- **SOURCE**
What was I meant to take away from It Ends With Us?
This article includes mentions of domestic violence, and may be distressing for some readers. Helplines can be found at the close.
I’ll be honest — I’m not a Colleen Hoover fan. So when I read It Ends With Us, and watched the film adaptation within a 48-hour timeframe, I formed my opinions quite quickly.
This story is supposedly one centred on domestic violence through an approachable yet feminist-forward lens, exploring the cycles of domestic violence throughout the main character’s life. The book I’d read and film I’d watched, however, were a far cry from this and I found myself walking out of the cinema baffled by how close It Ends With Us felt to a ‘rom-com’.
From what seemed like an unintended justification of abusive behaviour to huge (and contextually important) plot lines being axed from the film, it was disappointing. But I’ll give credit where it’s due — there was an attempt to represent the realities of a domestic violence situation. Ryle’s characterisation as an unsuspecting villain hiding in plain sight, Lily’s immediate instinct to rationalise the violence and the abuser’s family and friends protecting them seemed to consider real scenarios.
But I have two main issues with the film itself: the first is that the decision to make domestic violence more ‘palatable’ didn’t sit well with me, and the second, why was everyone framing it as a ‘rom-com’?

- **DATA EXCERPT**
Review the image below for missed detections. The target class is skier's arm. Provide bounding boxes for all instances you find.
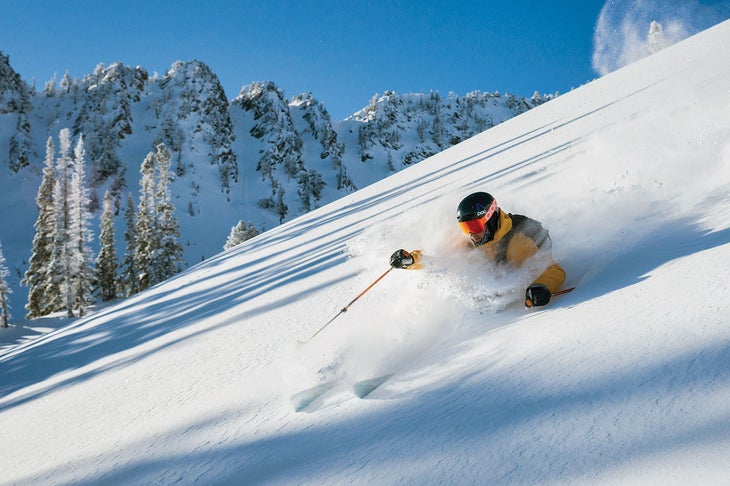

- **STATED PROBLEM 1**
Summarize the article about It Ends With Us in two sentences.
- **STATED PROBLEM 2**
Write the next part of the article about It Ends With Us, beginning after its last sentence.

- **WRITTEN RESPONSE 1**
After reading It Ends With Us and watching its film adaptation within 48 hours, the writer, who is not a Colleen Hoover fan, found both far from the feminist-forward story about cycles of domestic violence they were supposed to be, and found that the film felt close to a rom-com. The writer credits an attempt to show the realities of abuse, such as Ryle as a villain hiding in plain sight and Lily's instinct to rationalize the violence, but objects to making domestic violence more palatable and to framing the film as a rom-com.

- **WRITTEN RESPONSE 2**
It’s always tough to find the right spot to begin picking apart a story, but I’m sure as hell going to try. While the book received a tonne of backlash for romanticising domestic violence and its intensity in portraying those moments, I think the film took one too many steps backward here. Unfortunately, I felt that the abusive storyline piggybacked off its initial romance.
It was confusing to be watching what felt like a watered-down version of the book, which spent way too much time fixated on Lily and Ryle’s whirlwind romance and not enough time journeying through Lily’s experience with a situation she never thought she’d be in.
Unfortunately, Lily literally says word-for-word that she’s “an unreliable narrator” — cue me recoiling in my seat — during their initial meeting, which somewhat discredits anything told from her perspective from that moment on. The intended purpose of this must have been surrounding her perspective of Ryle and rationalisation of the domestic violence, aiming to ‘reveal’ that Ryle’s actually a terrible person later in the film, but it felt that everything she’d said, thought or felt were now redundant. Not a great expectation to be setting that early on.
Ryle is presented as the perfect man with somewhat random but “justifiable” outbursts of anger, an illusion that’s shattered quite late in the film. His work ethic and the real-life implications of his job, his goals and his morals are glazed over, but there is less of a black-and-white approach to his character with the consent-friendly and relatable attributes, so kudos to Justin Baldoni on that.
What I didn’t like was that there wasn’t a level of nuance to Lily’s experience, especially during her pregnancy. We didn’t get to see inside her thoughts, the back and forth of loving and hating Ryle, and working through the childhood trauma that it brought to the forefront.
As for that “it ends with us” scene, Ryle seemed borderline unapologetic, and Lily’s prompting fell short, so it didn’t hit the way that I thought it would. And while it was a good director’s decision to cut Ryle out of Lily’s life post-divorce, I really had to push aside my immediate thoughts and just go along with the film for that ending.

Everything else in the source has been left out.